:: Auszug zum Lesen ::

2.Das Arbeitsgericht hat ebenfalls zutreffend erkannt, dass der für den Erlass einer einstweiligen Verfügung erforderliche Verfügungsgrund im Streitfall ausnahmsweise gegeben ist.

Angesichts der Tatsache, dass die zur Beschäftigung verpflichtende einstweilige Verfügung einen Fall der Leistungsverfügung darstellt und Erfüllungswirkung hat, ist eine umfassende Interessenabwägung erforderlich. Dass die von der erkennenden Kammer neu formulierte Leistungsverfügung zur zeitweiligen Befriedigung des Anspruchs der Verfügungsklägerin auf Beschäftigung führt, ist unschädlich. Ihre Versetzung ist wegen der fehlenden Zustimmung des Betriebsrates offensichtlich unwirksam. Ein schutzwürdiges Interesse an der Aufrechterhaltung einer offensichtlich unwirksamen personellen Maßnahme ist nicht erkennbar. Die Interessen der Verfügungsbeklagten sind dadurch gewahrt, dass die Kammer die Wirkung der einstweiligen Verfügung - wie aus dem Tenor ersichtlich - im Hinblick auf das anhängige Zustimmungsersetzungsverfahren zeitlich begrenzt hat. Im Übrigen kann die Verfügungsbeklagte die Verfügungsklägerin im Bereich Marketing und Vertrieb aus dem Team Gesundheit herausnehmen, um auf die Konfliktlage zu reagieren.

3.Die einstweilige Verfügung vom 25.06.2009 ist nicht wegen veränderter Umstände aufzuheben.

:::
:: Datenauszüge ::

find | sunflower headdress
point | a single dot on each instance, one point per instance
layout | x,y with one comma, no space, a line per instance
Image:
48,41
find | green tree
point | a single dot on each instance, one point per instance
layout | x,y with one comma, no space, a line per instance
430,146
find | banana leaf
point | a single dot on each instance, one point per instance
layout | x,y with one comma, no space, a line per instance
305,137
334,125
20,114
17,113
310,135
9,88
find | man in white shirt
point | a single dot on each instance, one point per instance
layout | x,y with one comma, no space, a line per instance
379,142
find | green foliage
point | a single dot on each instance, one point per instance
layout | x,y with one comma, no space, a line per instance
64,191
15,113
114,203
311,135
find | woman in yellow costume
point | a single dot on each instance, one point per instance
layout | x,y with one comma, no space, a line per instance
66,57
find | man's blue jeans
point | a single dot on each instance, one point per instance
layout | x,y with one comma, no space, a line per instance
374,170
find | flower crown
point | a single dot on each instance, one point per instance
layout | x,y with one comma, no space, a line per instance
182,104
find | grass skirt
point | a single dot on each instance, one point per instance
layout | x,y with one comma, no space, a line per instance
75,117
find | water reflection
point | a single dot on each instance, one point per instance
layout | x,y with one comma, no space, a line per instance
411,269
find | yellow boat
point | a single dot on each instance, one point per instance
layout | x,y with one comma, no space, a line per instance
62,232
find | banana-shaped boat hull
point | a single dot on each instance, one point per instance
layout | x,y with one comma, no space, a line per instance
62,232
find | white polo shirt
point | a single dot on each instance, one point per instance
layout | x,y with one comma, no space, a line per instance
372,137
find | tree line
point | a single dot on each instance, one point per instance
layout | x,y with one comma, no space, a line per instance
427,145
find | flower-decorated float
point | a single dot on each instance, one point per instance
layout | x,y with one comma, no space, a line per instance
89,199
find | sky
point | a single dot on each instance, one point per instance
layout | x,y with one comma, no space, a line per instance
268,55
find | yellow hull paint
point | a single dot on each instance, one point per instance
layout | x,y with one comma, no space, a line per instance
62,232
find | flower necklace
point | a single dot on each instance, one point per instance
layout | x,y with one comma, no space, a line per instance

:::

## Selbst ausprobieren:
Übersetzen Sie aus dem Auszug zur einstweiligen Verfügung den Satz „Ein schutzwürdiges Interesse an der Aufrechterhaltung einer offensichtlich unwirksamen personellen Maßnahme ist nicht erkennbar.“ ins Englische.

## Antwortbereich:
No interest worthy of protection in maintaining an obviously invalid personnel measure is apparent.